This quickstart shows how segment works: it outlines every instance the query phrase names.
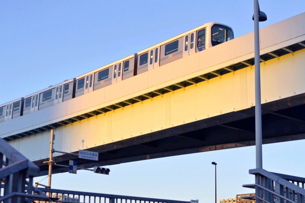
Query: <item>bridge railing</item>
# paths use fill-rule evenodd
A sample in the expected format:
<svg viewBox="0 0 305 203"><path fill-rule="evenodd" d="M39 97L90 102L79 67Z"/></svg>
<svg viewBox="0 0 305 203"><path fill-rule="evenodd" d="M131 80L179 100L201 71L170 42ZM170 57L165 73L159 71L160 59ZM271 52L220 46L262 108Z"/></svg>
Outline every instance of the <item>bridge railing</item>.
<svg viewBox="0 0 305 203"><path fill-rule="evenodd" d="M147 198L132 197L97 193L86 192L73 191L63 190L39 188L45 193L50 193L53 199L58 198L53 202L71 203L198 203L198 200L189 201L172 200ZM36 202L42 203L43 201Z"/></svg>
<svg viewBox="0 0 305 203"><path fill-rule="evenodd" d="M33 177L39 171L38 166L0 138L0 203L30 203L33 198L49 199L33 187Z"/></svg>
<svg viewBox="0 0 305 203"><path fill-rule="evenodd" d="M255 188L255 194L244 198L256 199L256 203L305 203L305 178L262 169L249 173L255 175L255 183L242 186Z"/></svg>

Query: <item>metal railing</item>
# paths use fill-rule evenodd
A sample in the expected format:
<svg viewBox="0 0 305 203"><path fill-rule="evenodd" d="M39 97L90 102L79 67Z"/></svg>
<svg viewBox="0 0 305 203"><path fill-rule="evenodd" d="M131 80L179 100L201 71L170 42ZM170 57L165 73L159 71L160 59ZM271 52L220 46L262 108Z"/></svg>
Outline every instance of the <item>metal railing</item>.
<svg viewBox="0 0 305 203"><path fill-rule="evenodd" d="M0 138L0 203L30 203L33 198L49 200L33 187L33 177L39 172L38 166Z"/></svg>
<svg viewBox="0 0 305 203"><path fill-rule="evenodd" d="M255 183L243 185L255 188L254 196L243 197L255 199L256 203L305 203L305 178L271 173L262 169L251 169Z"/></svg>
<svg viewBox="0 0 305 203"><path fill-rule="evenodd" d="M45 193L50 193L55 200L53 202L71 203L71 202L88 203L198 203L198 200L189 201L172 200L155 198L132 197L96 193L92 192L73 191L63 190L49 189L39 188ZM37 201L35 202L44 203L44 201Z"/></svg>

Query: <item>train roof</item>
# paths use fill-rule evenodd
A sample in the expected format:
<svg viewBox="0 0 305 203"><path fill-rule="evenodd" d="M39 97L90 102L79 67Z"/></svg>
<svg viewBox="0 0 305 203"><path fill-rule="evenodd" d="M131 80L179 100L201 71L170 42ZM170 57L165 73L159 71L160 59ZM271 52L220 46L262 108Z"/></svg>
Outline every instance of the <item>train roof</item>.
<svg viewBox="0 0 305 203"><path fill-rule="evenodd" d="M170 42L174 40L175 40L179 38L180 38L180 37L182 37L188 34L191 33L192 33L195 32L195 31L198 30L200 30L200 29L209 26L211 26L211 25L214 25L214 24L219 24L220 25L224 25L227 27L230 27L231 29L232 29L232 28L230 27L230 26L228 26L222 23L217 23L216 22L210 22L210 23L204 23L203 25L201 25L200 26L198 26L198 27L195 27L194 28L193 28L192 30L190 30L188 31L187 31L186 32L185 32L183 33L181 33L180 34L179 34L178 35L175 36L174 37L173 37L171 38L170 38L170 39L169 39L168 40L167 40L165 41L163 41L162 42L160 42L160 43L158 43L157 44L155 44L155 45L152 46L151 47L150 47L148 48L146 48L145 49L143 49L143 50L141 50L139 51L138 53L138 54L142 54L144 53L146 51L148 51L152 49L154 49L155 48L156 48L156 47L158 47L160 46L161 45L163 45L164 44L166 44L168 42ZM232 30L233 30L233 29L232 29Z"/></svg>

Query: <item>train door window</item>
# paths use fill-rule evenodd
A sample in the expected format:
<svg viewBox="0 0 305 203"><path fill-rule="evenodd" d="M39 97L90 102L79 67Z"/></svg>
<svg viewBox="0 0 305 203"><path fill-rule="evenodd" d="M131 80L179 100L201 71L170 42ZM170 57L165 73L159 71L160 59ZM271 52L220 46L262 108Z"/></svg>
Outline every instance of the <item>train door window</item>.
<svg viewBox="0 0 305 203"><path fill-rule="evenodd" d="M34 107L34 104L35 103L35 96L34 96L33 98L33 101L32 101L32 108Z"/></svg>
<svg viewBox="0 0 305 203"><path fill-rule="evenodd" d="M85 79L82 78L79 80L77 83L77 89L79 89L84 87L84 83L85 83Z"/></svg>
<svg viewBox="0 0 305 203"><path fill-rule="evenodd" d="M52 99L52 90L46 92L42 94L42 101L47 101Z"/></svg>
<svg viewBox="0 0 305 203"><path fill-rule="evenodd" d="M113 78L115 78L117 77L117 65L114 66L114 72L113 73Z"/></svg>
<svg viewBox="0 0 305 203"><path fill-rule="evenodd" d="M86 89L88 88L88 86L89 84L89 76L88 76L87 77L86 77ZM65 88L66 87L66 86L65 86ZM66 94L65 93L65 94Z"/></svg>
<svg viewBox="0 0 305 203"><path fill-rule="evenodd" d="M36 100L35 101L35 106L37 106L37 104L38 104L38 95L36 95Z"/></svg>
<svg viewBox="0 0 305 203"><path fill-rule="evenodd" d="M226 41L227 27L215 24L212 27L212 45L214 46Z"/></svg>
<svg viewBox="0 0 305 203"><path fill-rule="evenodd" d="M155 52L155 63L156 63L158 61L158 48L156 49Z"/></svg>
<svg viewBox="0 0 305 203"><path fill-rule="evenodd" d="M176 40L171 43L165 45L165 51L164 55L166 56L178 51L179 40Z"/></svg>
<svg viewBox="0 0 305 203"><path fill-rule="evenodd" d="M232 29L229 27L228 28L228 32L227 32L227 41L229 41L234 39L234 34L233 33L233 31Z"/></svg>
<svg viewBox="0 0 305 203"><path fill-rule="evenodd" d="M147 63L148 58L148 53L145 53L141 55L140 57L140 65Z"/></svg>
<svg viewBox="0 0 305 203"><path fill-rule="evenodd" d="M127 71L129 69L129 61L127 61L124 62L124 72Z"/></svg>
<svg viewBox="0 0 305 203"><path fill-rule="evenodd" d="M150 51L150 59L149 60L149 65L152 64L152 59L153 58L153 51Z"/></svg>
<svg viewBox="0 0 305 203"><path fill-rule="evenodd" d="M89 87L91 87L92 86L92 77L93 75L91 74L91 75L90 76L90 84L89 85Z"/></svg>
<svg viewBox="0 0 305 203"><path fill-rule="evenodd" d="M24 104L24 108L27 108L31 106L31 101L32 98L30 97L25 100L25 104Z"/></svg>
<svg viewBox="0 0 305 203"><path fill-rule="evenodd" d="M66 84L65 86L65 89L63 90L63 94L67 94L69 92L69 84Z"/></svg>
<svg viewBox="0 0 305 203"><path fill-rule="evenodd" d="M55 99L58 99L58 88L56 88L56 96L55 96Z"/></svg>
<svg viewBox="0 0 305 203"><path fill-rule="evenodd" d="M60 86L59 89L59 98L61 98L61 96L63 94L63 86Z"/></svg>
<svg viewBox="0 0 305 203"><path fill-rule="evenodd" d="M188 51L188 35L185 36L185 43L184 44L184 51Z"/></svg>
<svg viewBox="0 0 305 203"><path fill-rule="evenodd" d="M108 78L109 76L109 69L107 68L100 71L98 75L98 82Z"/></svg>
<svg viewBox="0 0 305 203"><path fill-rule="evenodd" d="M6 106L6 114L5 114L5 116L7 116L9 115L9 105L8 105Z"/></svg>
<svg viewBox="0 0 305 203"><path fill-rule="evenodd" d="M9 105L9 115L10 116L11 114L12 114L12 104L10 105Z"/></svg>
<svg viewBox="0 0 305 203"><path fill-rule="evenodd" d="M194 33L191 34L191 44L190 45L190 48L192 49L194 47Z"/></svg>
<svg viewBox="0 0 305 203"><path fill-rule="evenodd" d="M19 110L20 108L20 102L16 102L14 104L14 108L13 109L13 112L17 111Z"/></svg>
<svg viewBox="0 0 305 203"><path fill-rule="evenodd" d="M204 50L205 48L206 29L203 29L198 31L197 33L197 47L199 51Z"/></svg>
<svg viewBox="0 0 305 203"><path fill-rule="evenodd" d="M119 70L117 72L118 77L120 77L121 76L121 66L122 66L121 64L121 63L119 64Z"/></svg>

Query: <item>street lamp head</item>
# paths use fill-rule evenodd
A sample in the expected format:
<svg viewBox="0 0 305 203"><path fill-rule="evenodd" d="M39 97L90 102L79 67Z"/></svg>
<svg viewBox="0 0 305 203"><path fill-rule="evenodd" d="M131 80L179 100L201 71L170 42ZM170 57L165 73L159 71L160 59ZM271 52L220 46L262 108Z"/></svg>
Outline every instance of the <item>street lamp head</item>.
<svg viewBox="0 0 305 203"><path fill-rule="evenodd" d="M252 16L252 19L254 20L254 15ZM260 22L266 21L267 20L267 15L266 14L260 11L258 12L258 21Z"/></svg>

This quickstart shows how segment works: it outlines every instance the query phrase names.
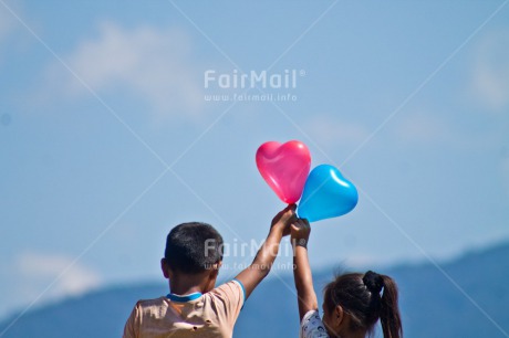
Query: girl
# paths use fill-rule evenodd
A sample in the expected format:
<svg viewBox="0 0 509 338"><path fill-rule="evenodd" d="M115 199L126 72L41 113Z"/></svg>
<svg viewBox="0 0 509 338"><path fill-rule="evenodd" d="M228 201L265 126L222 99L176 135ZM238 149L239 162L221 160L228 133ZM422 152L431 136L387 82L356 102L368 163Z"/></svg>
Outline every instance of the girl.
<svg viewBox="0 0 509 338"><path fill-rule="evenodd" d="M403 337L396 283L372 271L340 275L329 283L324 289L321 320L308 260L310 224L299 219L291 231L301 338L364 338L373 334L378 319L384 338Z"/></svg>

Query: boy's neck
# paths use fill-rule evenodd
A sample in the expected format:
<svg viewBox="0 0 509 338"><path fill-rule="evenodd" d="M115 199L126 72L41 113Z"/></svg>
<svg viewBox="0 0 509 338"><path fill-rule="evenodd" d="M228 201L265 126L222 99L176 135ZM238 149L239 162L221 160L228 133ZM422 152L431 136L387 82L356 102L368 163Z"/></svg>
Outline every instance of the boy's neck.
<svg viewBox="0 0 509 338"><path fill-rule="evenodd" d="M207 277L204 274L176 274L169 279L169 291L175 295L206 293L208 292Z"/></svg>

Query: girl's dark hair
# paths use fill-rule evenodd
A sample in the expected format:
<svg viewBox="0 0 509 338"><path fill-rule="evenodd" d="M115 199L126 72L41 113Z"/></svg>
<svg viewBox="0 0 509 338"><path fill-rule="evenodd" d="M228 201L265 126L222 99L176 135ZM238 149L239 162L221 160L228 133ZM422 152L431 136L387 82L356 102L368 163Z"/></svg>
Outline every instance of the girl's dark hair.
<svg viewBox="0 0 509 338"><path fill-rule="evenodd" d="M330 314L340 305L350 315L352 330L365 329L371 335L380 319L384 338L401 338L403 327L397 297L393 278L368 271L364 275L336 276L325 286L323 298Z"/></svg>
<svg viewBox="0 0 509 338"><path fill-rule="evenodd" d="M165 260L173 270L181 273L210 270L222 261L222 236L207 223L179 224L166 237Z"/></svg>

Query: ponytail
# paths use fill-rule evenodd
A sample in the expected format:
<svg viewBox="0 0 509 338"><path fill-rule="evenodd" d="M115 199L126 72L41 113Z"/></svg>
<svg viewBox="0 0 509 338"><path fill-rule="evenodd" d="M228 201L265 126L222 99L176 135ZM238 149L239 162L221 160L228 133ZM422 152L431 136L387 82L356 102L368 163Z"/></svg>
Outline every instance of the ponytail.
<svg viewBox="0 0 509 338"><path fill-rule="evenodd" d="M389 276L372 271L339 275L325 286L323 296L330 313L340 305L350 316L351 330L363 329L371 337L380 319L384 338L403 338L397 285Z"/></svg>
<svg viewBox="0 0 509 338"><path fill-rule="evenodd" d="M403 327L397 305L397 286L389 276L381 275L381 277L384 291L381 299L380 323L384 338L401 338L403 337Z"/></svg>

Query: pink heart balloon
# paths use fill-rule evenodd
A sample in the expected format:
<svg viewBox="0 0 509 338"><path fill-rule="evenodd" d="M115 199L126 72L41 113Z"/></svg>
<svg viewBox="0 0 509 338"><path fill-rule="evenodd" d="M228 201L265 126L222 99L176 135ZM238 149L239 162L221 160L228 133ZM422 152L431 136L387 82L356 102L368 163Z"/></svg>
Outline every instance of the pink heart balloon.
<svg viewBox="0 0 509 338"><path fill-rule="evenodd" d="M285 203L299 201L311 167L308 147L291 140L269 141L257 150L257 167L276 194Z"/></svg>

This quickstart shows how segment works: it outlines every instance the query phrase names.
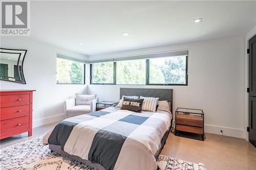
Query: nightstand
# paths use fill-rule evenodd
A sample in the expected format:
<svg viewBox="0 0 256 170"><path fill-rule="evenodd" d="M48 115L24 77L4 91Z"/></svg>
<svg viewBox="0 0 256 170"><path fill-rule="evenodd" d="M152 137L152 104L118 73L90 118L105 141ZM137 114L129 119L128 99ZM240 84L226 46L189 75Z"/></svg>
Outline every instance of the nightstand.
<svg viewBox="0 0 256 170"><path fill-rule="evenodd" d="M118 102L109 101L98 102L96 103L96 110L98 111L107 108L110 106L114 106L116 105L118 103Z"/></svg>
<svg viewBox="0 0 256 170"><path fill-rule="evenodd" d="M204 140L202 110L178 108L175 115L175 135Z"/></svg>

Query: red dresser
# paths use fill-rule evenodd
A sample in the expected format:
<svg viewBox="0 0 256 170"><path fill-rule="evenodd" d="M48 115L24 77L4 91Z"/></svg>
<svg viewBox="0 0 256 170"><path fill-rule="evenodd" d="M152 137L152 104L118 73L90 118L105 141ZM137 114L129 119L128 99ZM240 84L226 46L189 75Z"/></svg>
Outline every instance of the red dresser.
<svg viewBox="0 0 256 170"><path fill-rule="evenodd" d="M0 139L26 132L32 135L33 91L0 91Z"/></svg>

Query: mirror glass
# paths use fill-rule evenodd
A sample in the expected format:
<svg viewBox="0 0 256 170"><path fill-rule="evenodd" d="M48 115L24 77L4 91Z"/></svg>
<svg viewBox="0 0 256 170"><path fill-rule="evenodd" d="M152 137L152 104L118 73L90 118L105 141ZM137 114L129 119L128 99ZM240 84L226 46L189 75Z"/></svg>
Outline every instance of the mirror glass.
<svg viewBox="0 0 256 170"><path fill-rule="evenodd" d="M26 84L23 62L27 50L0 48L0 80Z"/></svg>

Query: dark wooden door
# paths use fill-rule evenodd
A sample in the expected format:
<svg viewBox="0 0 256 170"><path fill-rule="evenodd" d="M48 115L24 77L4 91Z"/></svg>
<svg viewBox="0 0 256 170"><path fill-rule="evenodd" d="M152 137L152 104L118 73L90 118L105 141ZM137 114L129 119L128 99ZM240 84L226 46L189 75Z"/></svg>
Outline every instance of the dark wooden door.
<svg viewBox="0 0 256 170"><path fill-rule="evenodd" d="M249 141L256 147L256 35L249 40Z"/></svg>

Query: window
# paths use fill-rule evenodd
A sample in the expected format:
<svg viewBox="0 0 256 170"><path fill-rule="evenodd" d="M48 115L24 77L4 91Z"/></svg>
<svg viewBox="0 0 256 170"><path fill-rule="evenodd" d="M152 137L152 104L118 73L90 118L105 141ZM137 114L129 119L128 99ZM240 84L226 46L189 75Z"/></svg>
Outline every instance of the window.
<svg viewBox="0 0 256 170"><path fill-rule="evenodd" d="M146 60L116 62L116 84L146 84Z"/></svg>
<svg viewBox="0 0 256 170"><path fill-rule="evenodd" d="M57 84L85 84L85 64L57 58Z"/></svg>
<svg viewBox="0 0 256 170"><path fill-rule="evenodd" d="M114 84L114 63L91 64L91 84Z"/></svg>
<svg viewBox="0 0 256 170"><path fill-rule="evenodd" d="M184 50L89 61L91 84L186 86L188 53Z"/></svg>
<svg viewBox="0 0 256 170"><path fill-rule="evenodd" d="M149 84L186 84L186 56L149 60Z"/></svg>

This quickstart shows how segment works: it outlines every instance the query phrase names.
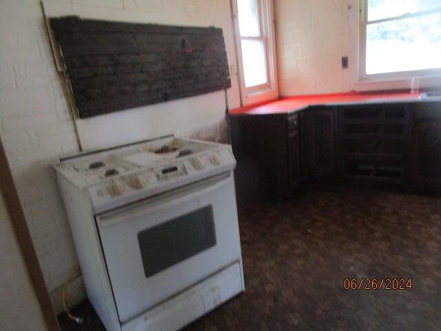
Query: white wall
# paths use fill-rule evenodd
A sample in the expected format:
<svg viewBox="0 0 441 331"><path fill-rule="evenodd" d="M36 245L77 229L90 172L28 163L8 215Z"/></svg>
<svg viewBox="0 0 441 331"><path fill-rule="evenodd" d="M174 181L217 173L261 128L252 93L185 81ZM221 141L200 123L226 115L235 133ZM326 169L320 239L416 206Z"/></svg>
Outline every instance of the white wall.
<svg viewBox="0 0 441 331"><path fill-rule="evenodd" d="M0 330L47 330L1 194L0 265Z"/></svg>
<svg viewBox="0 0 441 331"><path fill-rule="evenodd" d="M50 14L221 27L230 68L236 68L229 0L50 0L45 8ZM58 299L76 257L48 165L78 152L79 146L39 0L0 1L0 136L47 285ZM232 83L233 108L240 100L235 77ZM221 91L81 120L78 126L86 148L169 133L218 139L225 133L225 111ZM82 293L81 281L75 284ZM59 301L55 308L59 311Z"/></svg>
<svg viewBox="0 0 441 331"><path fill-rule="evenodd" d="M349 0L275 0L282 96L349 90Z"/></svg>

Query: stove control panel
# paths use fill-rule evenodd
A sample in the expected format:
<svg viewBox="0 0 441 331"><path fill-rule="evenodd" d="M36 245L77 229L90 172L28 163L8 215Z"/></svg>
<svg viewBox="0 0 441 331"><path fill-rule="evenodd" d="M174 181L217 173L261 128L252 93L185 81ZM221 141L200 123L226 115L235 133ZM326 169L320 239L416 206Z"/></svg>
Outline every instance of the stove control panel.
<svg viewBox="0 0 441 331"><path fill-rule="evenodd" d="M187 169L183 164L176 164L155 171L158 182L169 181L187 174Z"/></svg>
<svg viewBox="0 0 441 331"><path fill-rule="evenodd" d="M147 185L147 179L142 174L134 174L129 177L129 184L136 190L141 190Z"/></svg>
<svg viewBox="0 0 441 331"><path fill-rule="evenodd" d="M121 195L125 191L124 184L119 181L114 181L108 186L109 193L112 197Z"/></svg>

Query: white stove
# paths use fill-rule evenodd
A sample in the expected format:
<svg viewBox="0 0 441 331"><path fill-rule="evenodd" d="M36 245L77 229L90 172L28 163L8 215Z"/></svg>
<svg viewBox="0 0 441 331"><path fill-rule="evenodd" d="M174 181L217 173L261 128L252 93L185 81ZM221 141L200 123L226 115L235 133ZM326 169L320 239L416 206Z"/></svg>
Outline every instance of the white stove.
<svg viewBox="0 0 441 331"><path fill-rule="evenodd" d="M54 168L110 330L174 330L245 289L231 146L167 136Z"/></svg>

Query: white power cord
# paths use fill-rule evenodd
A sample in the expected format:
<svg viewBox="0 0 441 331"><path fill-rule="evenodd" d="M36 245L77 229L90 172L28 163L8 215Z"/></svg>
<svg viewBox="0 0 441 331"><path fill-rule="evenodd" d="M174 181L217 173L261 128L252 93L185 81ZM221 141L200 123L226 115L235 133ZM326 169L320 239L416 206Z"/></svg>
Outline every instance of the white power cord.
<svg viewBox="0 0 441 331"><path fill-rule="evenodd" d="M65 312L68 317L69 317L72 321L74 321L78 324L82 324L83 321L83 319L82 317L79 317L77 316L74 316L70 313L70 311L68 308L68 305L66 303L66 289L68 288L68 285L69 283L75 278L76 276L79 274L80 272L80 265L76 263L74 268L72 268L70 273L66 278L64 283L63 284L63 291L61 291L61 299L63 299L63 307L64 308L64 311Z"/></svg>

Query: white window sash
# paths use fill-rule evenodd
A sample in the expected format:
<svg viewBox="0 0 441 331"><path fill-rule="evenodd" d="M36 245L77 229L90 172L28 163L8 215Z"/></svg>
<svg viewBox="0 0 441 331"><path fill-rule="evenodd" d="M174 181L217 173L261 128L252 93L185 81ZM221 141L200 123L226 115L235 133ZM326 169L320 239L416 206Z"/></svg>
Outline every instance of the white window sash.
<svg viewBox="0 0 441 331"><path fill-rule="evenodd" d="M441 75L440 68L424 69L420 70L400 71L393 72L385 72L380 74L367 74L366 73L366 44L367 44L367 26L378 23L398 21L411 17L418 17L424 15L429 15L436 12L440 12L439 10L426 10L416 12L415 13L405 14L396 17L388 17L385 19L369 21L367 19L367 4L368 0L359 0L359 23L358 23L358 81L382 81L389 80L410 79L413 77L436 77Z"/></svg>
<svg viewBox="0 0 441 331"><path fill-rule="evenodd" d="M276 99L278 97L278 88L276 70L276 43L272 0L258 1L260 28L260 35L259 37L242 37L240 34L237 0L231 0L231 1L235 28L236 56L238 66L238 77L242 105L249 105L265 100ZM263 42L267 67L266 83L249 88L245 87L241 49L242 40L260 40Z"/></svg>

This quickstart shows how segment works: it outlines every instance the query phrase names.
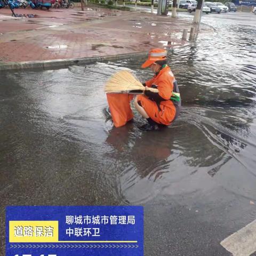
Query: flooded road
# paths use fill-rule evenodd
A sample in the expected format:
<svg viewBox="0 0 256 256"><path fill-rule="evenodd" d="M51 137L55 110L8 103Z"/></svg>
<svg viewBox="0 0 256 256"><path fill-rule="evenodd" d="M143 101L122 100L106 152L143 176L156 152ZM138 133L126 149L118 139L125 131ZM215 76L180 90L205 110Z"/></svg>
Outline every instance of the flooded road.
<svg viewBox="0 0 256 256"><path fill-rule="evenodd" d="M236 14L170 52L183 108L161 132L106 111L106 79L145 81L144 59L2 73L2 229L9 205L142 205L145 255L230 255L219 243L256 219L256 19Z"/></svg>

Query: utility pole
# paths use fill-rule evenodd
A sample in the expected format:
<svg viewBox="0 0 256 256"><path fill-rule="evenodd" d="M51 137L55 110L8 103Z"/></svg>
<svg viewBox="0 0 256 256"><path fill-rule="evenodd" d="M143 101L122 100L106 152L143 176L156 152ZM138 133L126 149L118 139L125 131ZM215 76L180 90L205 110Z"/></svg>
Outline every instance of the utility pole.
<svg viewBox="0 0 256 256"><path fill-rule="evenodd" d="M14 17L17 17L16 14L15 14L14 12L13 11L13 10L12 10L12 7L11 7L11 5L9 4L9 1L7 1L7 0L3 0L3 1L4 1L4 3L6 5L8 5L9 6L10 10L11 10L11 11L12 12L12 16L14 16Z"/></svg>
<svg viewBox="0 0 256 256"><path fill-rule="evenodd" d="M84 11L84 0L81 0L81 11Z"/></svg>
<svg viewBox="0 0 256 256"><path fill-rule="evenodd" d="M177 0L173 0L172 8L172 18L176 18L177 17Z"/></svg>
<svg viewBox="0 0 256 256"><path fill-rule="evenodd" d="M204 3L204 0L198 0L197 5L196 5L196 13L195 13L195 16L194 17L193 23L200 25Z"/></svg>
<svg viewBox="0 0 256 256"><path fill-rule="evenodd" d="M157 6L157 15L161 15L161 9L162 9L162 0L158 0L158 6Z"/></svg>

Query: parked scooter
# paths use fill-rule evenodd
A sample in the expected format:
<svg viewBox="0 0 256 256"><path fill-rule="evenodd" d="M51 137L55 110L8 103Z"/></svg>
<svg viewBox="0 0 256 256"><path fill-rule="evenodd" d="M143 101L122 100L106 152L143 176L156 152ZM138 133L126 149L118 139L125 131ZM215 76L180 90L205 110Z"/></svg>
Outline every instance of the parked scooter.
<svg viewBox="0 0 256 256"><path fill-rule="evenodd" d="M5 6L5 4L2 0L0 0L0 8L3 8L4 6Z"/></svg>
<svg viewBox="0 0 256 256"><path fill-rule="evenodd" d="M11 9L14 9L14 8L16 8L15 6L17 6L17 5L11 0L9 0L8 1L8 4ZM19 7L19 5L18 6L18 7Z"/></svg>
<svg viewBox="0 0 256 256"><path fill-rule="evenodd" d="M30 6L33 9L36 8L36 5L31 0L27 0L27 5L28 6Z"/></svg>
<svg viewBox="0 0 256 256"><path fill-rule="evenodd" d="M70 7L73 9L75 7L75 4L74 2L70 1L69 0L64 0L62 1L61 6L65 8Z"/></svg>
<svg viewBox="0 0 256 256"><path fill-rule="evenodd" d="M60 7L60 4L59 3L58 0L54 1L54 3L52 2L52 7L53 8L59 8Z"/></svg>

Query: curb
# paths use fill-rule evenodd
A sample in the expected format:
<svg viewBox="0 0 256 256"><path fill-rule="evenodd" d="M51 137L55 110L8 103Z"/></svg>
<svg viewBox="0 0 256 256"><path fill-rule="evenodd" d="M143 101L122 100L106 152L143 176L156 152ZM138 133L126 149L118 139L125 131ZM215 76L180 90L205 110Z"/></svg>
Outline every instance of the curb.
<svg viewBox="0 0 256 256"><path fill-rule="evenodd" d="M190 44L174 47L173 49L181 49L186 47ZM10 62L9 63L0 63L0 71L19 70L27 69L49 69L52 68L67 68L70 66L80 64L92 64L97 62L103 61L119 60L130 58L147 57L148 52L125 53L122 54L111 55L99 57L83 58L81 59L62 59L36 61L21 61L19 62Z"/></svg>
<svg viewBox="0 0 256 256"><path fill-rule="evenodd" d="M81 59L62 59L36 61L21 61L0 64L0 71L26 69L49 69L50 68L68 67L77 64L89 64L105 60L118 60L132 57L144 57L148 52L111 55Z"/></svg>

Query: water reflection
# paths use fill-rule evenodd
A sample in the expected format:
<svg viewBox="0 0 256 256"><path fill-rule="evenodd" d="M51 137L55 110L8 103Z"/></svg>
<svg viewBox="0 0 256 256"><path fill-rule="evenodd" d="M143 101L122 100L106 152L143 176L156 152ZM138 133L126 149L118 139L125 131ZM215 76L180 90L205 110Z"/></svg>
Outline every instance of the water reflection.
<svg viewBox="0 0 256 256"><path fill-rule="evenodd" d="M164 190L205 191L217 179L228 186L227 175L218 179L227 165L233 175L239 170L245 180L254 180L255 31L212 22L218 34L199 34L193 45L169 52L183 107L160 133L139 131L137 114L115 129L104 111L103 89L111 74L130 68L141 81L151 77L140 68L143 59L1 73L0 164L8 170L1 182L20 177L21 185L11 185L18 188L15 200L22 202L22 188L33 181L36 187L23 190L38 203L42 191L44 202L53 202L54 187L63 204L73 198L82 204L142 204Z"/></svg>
★ ★ ★ ★ ★
→ **WHAT IS EXPECTED**
Copy the data word for word, from its first line up to and including the line that contains "Outline every instance of the <item>bridge", and leave the pictures out.

→ **RESPONSE FOR THIS EXERCISE**
This quickstart shows how segment works: it outlines every instance the query phrase names.
Query: <item>bridge railing</item>
# paths use fill-rule evenodd
A sample in the expected format:
<svg viewBox="0 0 305 203"><path fill-rule="evenodd" d="M39 97L90 102L79 67Z"/></svg>
<svg viewBox="0 0 305 203"><path fill-rule="evenodd" d="M131 80L179 100L201 71L170 42ZM170 57L165 73L159 71L160 59ZM271 52L220 46L262 108Z"/></svg>
Outline every instance of the <item>bridge railing</item>.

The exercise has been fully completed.